**PROMPT 1**
In the passage on the Roswell incident, rewrite the lines from "Continuing last week’s" to "to the end?", replacing "affidavit" with "sworn statement" throughout.
**PROMPT 2**
Answer these questions from the passage on the Roswell incident:
(a) About how tall were the two bodies described in the statement?
(b) What is the title of Nick Redfern's book?
(c) According to the book-cover blurb, who were the victims of the medical experiments?
**PROMPT 3**
Continue the passage on the Roswell incident from its final sentence.

**EXCERPTED TEXT**
....

Continuing last week’s UFO theme….
Roswell aliens theory revived by deathbed confession | NEWS.com.au
He saw two bodies on the floor, partially covered by a tarpaulin.They are described in his statement as about 1.2m tall, with disproportionately large heads.
Towards the end of the affidavit, Haut concludes: “I am convinced that what I personally observed was some kind of craft and its crew from outer space”.
What’s particularly interesting about Walter Haut is that in the many interviews he gave before his death, he played down his role and made no such claims.
Had he been seeking publicity, he would surely have spoken about the craft and the bodies.
Did he fear ridicule, or was the affidavit a sort of deathbed confession from someone who had been part of a cover-up, but who had stayed loyal to the end?
The possibilities here are not, as you might think, restricted to “he’s lying, deluded, or crazy” and “aliens crashed at Roswell.” UFO writer Nick Redfern has argued in his book Body Snatchers in the Desert that small, “alien”-like bodies were in fact observed in crash debris at the site, as so many claim, but that they had nothing to do with outer space — they were, he claims, bodies of deformed or surgically altered humans — well, according to the book-cover blurb:
Now, through never-before-revealed testimony from military whistleblowers, eyewitness intelligence reports, and an astonishing body of corroborative evidence, Nick Redfern lays out a shockingly plausible new theory on the Roswell incident: that the crash-site discovery of prototype military aircraft would expose a damning secret — a highly confidential, U.S. government-sanctioned program to conduct medical experiments on deformed, handicapped, disfigured, and diseased Japanese POWs, exploited as “expendable” victims by their captors.

....

Collected data:

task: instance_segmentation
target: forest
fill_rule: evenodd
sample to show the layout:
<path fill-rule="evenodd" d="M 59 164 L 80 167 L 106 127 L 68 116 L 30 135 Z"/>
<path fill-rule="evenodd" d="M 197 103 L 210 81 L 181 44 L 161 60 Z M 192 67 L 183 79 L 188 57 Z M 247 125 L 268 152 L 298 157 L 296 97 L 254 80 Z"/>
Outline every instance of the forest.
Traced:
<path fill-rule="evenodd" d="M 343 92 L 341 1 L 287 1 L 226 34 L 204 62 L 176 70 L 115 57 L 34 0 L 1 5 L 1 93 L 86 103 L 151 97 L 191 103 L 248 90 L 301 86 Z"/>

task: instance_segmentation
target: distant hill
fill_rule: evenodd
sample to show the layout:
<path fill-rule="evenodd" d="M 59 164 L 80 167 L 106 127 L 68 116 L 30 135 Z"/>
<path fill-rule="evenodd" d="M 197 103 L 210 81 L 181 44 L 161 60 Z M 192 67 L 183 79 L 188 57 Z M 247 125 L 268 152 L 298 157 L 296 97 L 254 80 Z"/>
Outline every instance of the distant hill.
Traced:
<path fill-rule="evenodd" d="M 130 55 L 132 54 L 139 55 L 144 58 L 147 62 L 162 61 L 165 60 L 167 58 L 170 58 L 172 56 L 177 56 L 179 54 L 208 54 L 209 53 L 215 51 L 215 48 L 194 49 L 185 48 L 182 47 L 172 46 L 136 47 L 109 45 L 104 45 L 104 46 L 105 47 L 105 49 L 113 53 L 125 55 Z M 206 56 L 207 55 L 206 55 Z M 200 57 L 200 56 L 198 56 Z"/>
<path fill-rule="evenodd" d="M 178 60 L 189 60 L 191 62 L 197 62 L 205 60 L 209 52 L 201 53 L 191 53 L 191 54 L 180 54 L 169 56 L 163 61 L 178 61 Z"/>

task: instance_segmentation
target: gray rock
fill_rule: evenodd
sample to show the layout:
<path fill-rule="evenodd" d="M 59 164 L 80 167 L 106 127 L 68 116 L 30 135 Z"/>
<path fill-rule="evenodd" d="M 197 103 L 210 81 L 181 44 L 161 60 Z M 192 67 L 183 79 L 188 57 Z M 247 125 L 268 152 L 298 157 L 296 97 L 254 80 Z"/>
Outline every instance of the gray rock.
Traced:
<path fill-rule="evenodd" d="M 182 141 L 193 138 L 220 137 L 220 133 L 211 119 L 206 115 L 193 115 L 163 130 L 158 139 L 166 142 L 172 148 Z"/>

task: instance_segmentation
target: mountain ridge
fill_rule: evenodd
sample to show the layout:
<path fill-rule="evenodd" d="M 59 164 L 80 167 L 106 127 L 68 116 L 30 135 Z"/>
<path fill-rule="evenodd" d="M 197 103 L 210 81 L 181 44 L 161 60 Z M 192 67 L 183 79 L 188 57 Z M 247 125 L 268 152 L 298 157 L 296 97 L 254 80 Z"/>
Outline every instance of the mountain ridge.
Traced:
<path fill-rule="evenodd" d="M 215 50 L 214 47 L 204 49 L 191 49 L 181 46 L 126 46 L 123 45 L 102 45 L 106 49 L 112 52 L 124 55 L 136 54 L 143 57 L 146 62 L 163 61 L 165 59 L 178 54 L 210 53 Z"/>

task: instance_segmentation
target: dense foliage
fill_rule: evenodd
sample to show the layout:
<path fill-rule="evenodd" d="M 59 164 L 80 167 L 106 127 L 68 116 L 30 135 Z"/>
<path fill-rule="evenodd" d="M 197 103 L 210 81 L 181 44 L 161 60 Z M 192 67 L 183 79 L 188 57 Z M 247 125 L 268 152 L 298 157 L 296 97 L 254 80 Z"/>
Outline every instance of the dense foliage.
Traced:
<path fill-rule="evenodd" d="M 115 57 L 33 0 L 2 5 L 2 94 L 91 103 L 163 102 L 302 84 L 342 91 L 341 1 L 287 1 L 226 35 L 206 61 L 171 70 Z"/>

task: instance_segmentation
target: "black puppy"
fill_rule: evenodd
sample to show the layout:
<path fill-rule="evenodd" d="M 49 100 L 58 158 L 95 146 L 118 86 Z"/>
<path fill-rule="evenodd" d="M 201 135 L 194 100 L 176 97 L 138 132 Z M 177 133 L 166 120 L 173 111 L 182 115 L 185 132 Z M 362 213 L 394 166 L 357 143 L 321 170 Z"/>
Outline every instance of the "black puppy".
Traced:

....

**EXPECTED OUTPUT 1**
Continuing last week’s UFO theme….
Roswell aliens theory revived by deathbed confession | NEWS.com.au
He saw two bodies on the floor, partially covered by a tarpaulin.They are described in his statement as about 1.2m tall, with disproportionately large heads.
Towards the end of the sworn statement, Haut concludes: “I am convinced that what I personally observed was some kind of craft and its crew from outer space”.
What’s particularly interesting about Walter Haut is that in the many interviews he gave before his death, he played down his role and made no such claims.
Had he been seeking publicity, he would surely have spoken about the craft and the bodies.
Did he fear ridicule, or was the sworn statement a sort of deathbed confession from someone who had been part of a cover-up, but who had stayed loyal to the end?

**EXPECTED OUTPUT 2**
(a) About 1.2m tall.
(b) Body Snatchers in the Desert.
(c) Deformed, handicapped, disfigured, and diseased Japanese POWs.

**EXPECTED OUTPUT 3**
I haven’t read the book (though I might… a local library has it), and I don’t find the notion that such a thing could have happened very likely on the face of it, but our government has done some pretty messed up things in the course of the Cold War, and it’s an idea worth keeping in mind when considering whether to give any credibility to “I saw bodies at Roswell” claims… it doesn’t have to mean little green men.